* Goal of the exercise:
Where does the word "instance" show up in the records? Copy every line that holds it.

┌────────

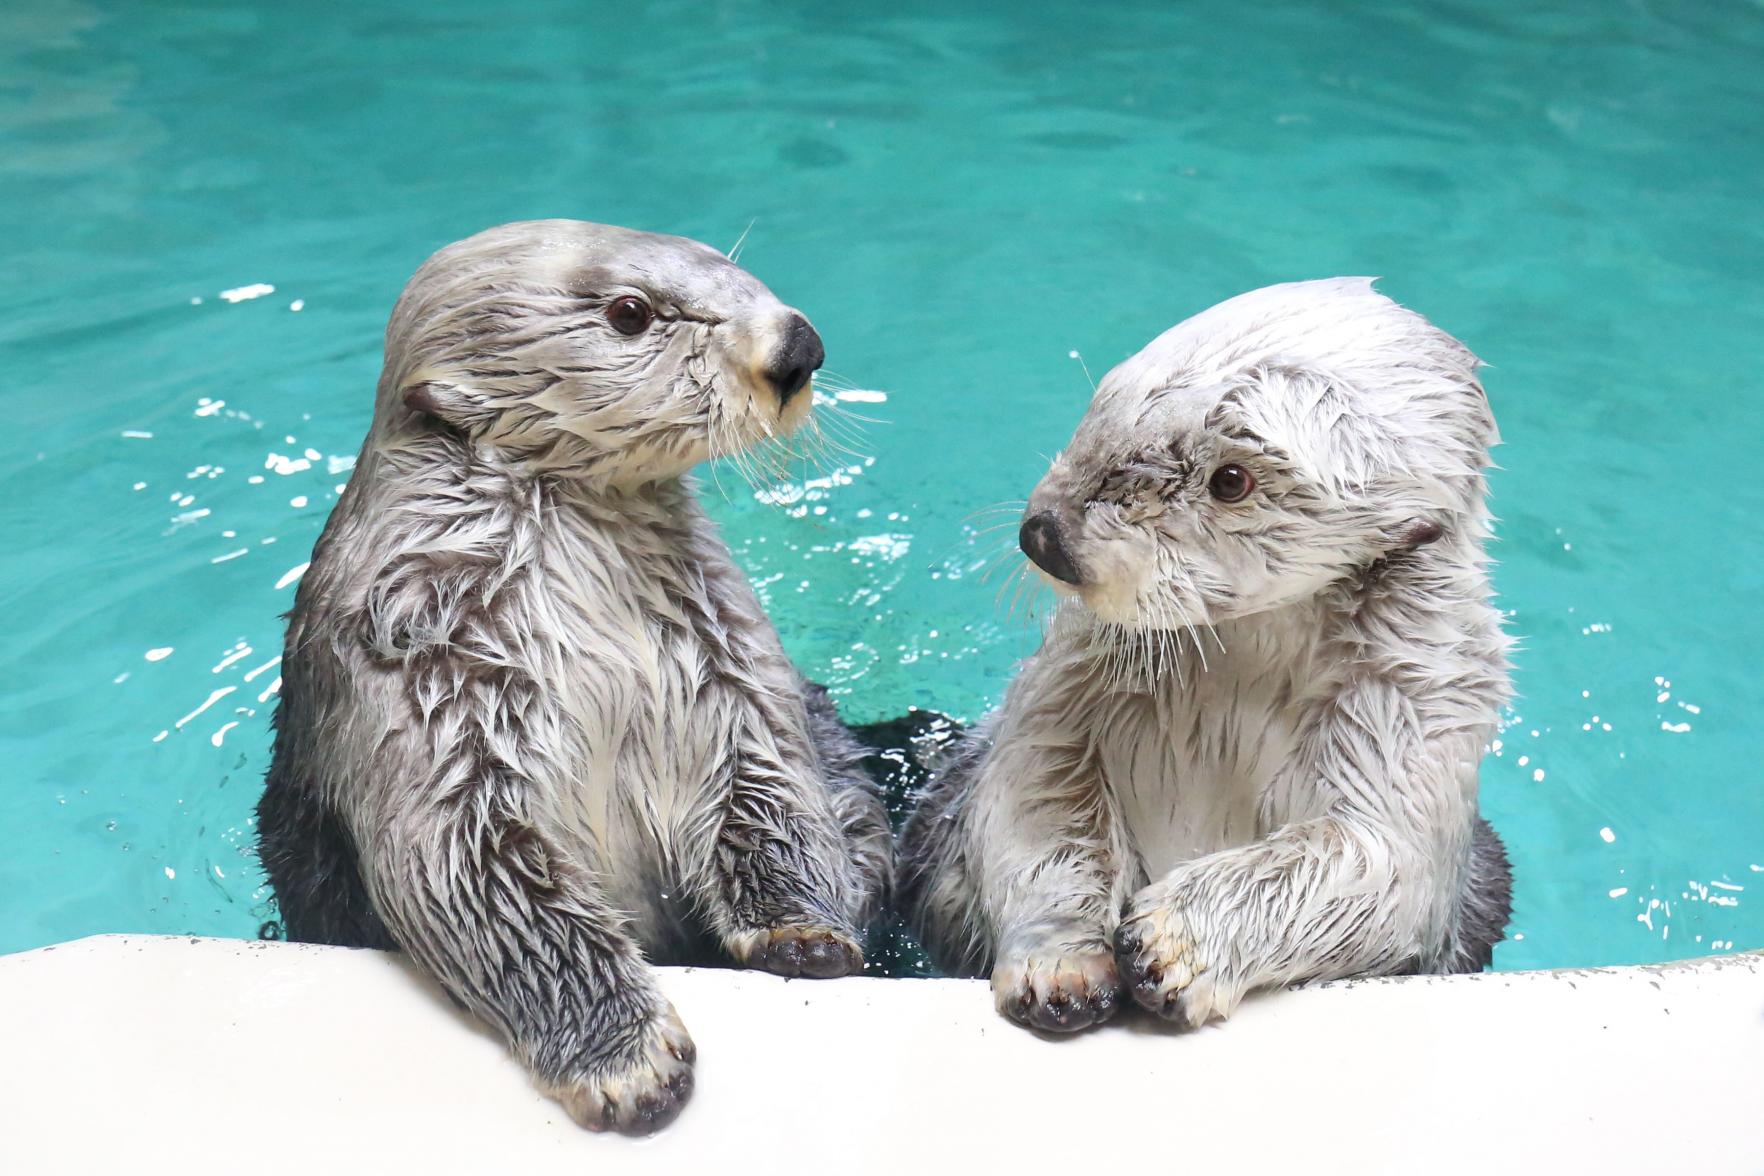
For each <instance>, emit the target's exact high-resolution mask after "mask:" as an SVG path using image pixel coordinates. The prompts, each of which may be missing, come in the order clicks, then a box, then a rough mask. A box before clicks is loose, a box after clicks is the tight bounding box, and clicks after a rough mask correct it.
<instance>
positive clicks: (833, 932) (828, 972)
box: [730, 926, 864, 980]
mask: <svg viewBox="0 0 1764 1176" xmlns="http://www.w3.org/2000/svg"><path fill="white" fill-rule="evenodd" d="M730 954H732V956H734V957H736V963H739V964H741V966H743V968H759V970H762V971H771V973H776V975H781V977H810V979H815V980H834V979H838V977H848V975H859V973H863V970H864V952H863V949H861V947H857V942H856V940H854V938H852V936H850V933H847V931H838V929H834V927H813V926H804V927H769V929H764V931H748V933H744V934H743V936H741V938H739V940H737V942H736V943H734V945H730Z"/></svg>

└────────

* Response area:
For each <instance>, emit the target's exact high-resolution mask after "mask:" as an SVG path using image pixel coordinates. The prompts, each of which may be missing, come in the order clicks, then a box, then a rough mask. A box before clicks is loose, a box after clicks is the tight bounding box, and clicks after a rough mask correct it.
<instance>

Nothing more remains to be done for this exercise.